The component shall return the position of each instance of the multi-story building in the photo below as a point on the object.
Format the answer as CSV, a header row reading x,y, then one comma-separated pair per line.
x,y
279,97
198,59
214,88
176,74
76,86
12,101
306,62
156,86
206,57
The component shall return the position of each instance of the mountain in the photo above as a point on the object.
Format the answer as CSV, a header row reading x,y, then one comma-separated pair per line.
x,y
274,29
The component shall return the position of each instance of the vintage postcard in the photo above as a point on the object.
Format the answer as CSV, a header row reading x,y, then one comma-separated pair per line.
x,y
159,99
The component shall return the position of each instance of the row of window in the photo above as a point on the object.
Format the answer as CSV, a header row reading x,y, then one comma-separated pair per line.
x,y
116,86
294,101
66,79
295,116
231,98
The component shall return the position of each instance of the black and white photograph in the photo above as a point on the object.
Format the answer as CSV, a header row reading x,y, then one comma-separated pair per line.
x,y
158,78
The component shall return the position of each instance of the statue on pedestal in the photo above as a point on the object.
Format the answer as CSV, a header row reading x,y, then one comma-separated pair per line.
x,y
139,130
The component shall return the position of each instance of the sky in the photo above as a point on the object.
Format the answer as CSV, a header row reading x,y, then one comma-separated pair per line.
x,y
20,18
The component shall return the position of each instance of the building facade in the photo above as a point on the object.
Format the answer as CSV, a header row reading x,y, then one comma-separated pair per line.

────────

* [WHAT TO WORK ON]: All of the data should be retyped exactly.

* [TASK SOLUTION]:
The component shall return the position of each instance of the multi-story building in the photo below as a point on the object.
Format the answer as CSV, a header row reading x,y, then one comma-separated pair per line.
x,y
279,97
198,59
214,88
176,74
76,86
12,101
306,62
156,86
206,57
The component shall return the position of each instance of the mountain in the photo above as a point on the object.
Format the answer as CSV, a header row reading x,y, then one comma-separated pair per line.
x,y
274,29
The component shall return the position of each instance of the vintage postcard in the photo above as a point on the object.
Format the answer as CSV, a header row reading x,y, then one comma-separated pair per line.
x,y
159,99
The component shall return the position of each instance of the row of window in the photo above as a point on the object.
Format the answer as CSV, a header row reading x,y, then one comma-separated pair per line.
x,y
116,86
294,101
66,79
295,116
231,98
The component shall return the position of each instance of the black and white photograph in the photo above as a point on the object.
Format the answer as CSV, a header row reading x,y, then one comma-separated pair per line.
x,y
158,78
The component shall return the position of each instance of the statue on pedestal in the photo above as a point on the object.
Format the answer as CSV, a header row reading x,y, then one comma-separated pair per line.
x,y
139,130
The component shall return the position of each instance of the sky in the photo above as a point on the object.
Format the answer as CSV, a header row reading x,y, then one comma-separated pair per line.
x,y
20,18
The component shall return the position of each instance of the building facade in the photo above as a point on the object.
Format the answer as CSV, a header row reading x,y, then one comma-separated pair per line.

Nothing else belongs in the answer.